=== Text section ===
▬▬▬▬▬▬

UN rep charges team members 

In her remarks, the representative of the United Nations Population Fund (UNFPA), Mrs Deborah Tabara, urged stakeholders to have strong and formidable teams that would be committed to tackling gender-based violence especially the one affecting women and girls.

According to her, women and girls particularly in the rural areas are more vulnerable to gender-based violence due to ignorance and harmful cultures, saying all hands should be on deck to address the menace.

Community involvement advocated

A resource person who delivered lectures to the traditional rulers and other stakeholders on the subject matter, Shamsiya Bello Isa, explained that the idea behind setting up the network in the areas was to make their works easier, noting that to achieve the goal of addressing gender-based violence, the communities must be involved.

She said that the network co-opted religious leaders and traditional rulers to help in the campaign against gender-based violence because of their influence.

“We are dividing them into four teams. The first team is safe and security and would entail the security personnel. They would be the ones to arrest perpetrators. The second team is health assistance who would be in charge of anything that comes with injury and sexually-transmitted diseases.

▬▬▬▬▬▬

=== Collected material ===
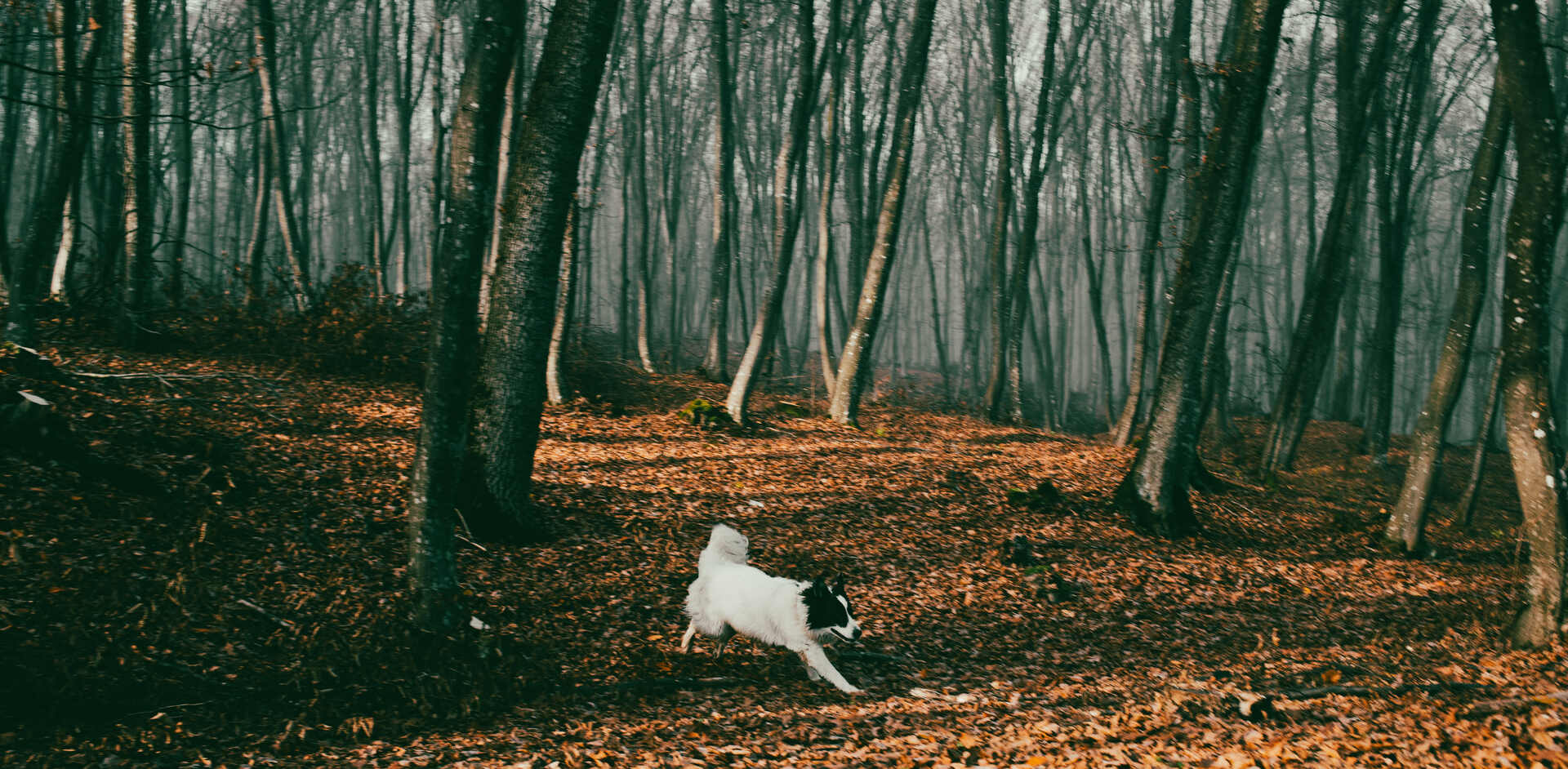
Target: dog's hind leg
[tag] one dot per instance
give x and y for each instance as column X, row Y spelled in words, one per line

▬▬▬▬▬▬

=== What to produce ===
Please answer from the text on gender-based violence: why did the network co-opt religious leaders and traditional rulers into the campaign?

=== Written solution ===
Because of their influence.